## Begin

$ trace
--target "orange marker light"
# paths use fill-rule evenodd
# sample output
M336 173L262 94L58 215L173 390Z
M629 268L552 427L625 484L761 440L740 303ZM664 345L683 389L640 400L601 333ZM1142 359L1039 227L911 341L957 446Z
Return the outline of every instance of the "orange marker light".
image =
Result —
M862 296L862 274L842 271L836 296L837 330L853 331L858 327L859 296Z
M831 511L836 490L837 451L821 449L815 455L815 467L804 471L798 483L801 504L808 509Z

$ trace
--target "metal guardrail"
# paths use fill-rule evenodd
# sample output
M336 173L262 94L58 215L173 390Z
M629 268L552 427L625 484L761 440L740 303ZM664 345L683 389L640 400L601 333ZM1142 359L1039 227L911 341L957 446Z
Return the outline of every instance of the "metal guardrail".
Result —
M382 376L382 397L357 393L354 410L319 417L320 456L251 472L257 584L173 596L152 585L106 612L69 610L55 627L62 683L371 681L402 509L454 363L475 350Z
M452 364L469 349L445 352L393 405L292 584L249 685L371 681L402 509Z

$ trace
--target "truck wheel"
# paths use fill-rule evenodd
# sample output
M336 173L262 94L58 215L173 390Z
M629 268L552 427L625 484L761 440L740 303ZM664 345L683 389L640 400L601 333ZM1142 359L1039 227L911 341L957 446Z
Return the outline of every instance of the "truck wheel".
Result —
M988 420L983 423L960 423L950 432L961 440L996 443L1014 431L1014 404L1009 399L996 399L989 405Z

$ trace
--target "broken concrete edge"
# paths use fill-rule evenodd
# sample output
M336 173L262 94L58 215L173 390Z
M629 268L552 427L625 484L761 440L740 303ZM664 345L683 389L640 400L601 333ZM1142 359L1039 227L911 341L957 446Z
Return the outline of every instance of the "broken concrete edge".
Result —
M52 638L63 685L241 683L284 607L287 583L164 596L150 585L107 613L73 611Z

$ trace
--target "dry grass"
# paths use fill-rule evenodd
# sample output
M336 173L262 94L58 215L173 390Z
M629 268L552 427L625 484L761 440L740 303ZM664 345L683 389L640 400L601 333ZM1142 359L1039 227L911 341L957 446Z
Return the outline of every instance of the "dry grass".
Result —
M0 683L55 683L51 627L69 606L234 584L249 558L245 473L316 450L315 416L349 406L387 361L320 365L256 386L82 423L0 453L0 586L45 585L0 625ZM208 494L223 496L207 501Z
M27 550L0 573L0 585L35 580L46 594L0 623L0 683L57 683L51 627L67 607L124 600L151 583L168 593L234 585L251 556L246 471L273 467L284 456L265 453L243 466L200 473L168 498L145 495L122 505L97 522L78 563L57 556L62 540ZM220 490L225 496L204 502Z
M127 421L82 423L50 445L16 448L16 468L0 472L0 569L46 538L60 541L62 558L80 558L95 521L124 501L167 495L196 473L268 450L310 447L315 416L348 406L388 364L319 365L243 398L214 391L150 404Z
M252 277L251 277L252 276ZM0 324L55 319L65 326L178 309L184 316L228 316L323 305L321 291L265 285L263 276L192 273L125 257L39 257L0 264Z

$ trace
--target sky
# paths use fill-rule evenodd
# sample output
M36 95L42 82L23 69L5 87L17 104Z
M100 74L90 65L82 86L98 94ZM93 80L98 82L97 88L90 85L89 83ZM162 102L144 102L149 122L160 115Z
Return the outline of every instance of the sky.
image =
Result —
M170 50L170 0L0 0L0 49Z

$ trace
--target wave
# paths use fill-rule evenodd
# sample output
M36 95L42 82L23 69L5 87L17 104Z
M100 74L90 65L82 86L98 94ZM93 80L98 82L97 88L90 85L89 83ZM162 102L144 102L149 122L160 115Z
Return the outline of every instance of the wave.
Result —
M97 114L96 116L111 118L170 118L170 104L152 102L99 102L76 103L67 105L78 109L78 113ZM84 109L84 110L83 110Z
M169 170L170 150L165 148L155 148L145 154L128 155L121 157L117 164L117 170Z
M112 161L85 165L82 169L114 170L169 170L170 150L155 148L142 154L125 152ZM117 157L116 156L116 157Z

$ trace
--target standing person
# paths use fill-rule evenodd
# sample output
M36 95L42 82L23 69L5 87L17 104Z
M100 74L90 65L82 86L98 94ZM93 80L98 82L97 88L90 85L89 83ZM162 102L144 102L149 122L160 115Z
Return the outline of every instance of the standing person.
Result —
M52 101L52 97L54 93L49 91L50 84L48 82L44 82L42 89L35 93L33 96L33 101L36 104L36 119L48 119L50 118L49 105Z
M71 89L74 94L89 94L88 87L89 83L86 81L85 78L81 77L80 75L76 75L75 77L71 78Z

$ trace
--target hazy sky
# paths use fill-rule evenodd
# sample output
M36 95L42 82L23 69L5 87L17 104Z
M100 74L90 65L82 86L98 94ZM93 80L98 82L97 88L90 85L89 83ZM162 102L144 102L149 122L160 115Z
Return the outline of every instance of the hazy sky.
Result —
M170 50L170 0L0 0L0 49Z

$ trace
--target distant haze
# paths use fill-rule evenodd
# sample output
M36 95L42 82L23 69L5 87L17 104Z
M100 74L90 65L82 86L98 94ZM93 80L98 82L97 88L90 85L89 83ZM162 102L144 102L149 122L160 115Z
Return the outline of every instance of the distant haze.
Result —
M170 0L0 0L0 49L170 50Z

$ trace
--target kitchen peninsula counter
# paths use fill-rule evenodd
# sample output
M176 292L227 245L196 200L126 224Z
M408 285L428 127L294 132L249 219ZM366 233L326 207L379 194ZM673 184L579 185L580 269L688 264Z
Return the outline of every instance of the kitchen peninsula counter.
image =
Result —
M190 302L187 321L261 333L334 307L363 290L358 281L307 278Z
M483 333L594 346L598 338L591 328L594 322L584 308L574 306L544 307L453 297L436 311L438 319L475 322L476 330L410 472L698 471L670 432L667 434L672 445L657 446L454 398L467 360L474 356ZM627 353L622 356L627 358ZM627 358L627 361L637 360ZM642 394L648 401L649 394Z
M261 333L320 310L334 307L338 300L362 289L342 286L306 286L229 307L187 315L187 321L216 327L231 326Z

## End
## Begin

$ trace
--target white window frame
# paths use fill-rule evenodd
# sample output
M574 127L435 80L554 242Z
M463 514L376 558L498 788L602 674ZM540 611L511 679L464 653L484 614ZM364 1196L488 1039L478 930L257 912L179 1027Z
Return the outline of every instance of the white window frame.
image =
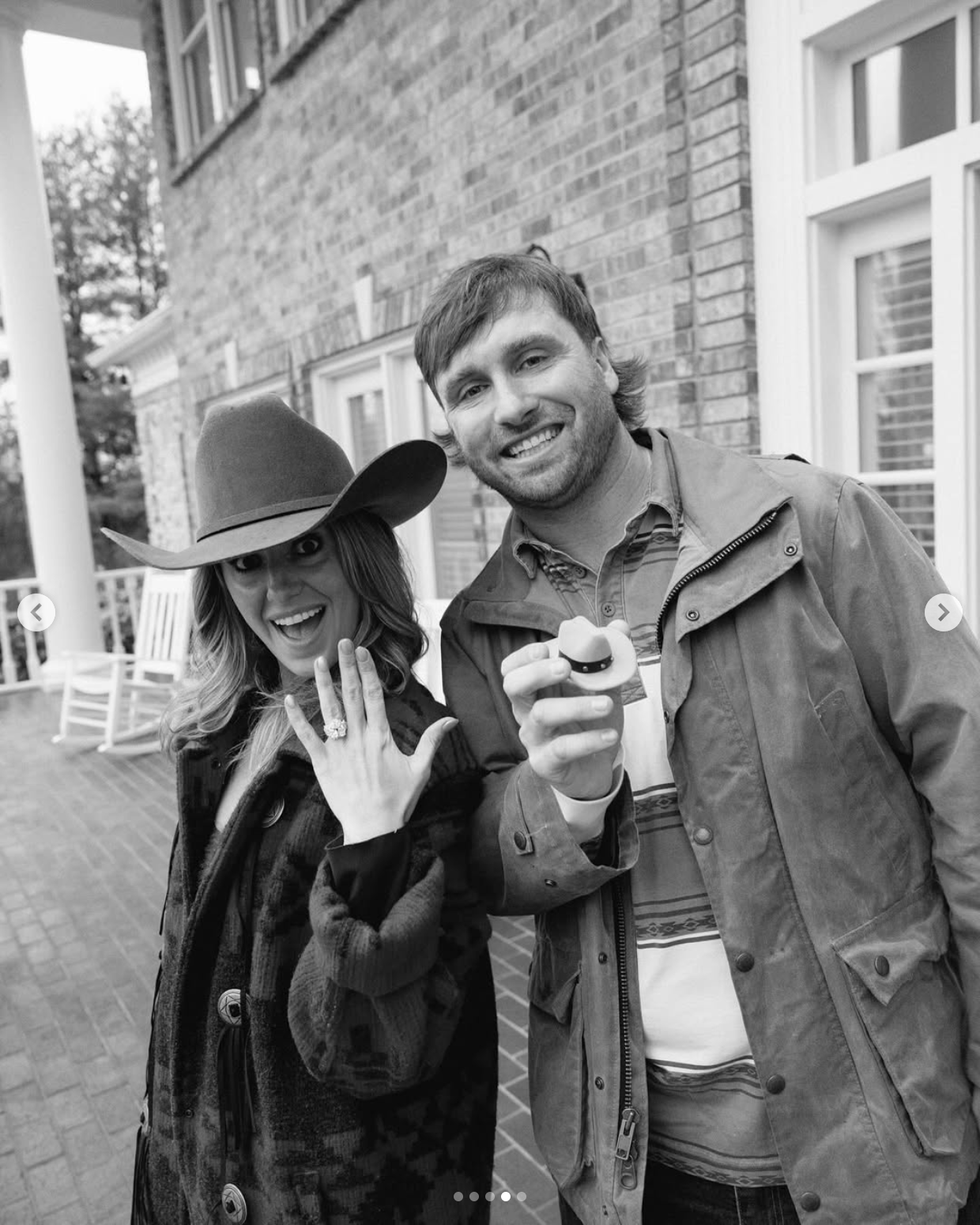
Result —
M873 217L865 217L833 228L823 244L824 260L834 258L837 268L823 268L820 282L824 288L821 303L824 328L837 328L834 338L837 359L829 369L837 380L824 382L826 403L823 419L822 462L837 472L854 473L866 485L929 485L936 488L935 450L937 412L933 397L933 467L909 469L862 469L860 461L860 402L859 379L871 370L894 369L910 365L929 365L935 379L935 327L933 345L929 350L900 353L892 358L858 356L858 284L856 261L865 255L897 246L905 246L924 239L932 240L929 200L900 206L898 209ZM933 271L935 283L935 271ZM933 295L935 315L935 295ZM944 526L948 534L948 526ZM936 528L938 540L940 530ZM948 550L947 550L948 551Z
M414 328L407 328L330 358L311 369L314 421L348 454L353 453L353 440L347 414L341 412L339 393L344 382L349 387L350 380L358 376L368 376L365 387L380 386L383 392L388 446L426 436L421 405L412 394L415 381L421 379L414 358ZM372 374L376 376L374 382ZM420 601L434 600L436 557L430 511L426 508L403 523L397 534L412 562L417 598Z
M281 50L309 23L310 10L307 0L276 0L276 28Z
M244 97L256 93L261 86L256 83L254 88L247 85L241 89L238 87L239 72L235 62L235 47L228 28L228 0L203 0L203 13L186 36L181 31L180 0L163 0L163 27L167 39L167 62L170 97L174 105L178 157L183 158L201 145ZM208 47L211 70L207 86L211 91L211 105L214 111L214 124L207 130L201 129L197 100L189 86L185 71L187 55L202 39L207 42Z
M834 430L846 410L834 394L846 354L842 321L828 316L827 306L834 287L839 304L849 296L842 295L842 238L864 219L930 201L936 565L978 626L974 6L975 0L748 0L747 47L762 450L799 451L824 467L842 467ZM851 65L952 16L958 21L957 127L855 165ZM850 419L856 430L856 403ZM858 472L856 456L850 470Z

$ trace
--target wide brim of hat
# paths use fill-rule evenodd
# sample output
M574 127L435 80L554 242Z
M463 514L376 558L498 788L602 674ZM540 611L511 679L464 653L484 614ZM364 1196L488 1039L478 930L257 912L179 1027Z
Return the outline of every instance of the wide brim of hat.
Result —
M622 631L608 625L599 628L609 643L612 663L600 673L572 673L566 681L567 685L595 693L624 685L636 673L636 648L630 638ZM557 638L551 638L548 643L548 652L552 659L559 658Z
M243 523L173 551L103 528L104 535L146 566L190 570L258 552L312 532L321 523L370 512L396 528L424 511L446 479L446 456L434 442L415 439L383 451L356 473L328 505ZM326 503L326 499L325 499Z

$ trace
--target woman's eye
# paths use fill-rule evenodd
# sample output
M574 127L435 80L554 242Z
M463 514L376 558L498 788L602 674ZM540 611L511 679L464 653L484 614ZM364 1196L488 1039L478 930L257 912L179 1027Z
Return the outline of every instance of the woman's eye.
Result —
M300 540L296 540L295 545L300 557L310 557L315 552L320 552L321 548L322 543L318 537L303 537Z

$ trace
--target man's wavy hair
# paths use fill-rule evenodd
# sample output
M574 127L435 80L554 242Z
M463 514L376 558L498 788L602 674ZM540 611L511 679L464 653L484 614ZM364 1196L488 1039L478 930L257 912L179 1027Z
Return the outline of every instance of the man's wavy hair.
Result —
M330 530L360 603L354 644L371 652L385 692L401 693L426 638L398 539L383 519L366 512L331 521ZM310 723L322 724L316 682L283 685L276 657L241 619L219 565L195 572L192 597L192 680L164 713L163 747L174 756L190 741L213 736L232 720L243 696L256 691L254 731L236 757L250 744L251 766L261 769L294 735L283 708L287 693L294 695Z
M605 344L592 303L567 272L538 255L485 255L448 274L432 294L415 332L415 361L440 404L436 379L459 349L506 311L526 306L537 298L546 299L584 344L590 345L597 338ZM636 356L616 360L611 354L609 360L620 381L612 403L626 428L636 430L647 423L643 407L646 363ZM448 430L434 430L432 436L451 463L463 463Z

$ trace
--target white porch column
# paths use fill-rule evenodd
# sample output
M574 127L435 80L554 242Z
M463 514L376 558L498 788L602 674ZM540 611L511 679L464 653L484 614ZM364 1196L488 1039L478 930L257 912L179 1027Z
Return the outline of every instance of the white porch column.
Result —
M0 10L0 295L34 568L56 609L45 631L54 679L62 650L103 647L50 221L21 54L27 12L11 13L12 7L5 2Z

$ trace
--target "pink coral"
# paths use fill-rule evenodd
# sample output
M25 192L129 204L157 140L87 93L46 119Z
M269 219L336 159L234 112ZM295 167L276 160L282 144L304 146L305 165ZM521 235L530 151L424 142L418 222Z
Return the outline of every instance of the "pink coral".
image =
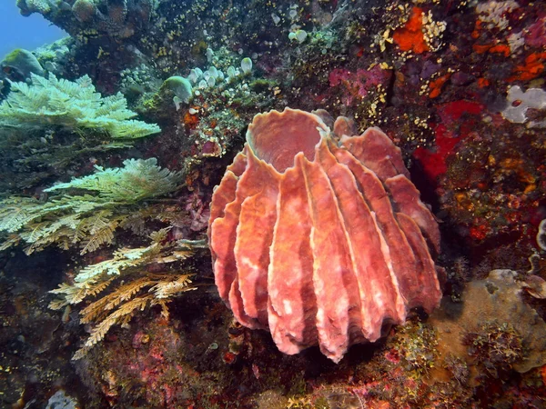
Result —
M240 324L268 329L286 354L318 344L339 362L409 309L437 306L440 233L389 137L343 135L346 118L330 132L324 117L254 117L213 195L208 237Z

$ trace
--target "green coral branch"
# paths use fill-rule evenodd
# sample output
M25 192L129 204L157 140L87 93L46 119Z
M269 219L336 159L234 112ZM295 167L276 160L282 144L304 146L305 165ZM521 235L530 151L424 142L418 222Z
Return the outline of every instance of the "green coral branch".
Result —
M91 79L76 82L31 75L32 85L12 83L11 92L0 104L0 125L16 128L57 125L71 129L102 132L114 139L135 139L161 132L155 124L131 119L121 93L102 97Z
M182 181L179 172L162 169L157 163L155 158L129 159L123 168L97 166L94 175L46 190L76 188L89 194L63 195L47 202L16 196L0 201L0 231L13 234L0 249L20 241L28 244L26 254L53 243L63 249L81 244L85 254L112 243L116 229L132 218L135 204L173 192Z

## End
## Begin

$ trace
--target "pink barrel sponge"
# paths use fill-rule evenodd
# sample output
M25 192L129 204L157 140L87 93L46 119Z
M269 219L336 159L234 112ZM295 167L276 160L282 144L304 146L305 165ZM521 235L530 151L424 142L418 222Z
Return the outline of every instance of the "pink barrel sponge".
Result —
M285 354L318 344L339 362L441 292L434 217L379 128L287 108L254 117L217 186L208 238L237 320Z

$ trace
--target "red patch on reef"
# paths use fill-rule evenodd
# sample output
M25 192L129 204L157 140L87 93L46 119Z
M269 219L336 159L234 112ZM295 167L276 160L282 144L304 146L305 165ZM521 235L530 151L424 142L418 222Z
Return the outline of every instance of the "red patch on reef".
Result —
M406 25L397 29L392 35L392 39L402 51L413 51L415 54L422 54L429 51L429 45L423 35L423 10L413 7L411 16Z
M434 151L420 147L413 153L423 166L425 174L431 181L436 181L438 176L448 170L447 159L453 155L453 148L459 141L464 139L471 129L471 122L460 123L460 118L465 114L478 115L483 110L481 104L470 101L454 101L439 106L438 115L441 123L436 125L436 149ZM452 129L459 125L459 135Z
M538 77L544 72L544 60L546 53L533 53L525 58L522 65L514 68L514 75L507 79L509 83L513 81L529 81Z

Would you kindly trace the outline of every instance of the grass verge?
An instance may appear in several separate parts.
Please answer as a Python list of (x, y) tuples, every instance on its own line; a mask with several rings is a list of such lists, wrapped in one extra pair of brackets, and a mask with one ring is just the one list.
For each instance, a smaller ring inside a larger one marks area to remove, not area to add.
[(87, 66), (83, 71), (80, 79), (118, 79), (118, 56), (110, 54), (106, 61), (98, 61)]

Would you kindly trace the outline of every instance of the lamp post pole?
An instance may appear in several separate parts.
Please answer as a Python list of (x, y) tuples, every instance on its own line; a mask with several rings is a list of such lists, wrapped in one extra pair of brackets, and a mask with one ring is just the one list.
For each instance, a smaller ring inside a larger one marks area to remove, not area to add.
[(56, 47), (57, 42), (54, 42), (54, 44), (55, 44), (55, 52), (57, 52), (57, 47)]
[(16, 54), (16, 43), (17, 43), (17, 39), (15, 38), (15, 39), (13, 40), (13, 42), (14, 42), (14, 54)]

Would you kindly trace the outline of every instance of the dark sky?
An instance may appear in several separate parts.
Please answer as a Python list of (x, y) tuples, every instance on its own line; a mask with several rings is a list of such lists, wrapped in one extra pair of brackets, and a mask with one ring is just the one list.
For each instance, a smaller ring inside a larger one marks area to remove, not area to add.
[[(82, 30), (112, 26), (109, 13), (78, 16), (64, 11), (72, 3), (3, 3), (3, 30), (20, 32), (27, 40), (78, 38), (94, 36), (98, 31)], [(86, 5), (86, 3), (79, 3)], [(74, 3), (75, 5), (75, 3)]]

## End

YOUR GOAL: Turn the lines into a JSON list of strings, one string per line with blank lines dropped, beginning at the line that contains "the grass verge?" and stopping after the line that contains "42), (14, 54)]".

ANSWER IN FULL:
[
  "Would you kindly trace the outline of every instance of the grass verge?",
  "An instance may appear in several separate parts.",
  "Please answer as a Python list of (x, y) tuples, every instance on its own line; a mask with several rings is a list of such lists, wrapped in one extra pair of brackets, and a mask with one ring is just the one list.",
  "For each instance, a smaller ring inside a larger one marks area to remove, not area to add.",
  "[(87, 66), (83, 71), (80, 79), (118, 79), (118, 56), (110, 54), (106, 61), (98, 61)]",
  "Would you kindly trace the outline of every instance of the lamp post pole?",
  "An instance may appear in several separate parts.",
  "Please answer as a Python list of (x, y) tuples, every instance on its own line; a mask with several rings is a list of such lists, wrapped in one extra pair of brackets, and a mask with one ring is just the one list.",
  "For each instance, a smaller ring inside a larger one marks area to remove, not area to add.",
  "[(56, 47), (57, 42), (54, 42), (54, 44), (55, 44), (55, 52), (57, 52), (57, 47)]",
  "[(16, 54), (16, 43), (17, 43), (17, 39), (15, 38), (15, 39), (13, 40), (13, 42), (14, 42), (14, 54)]"
]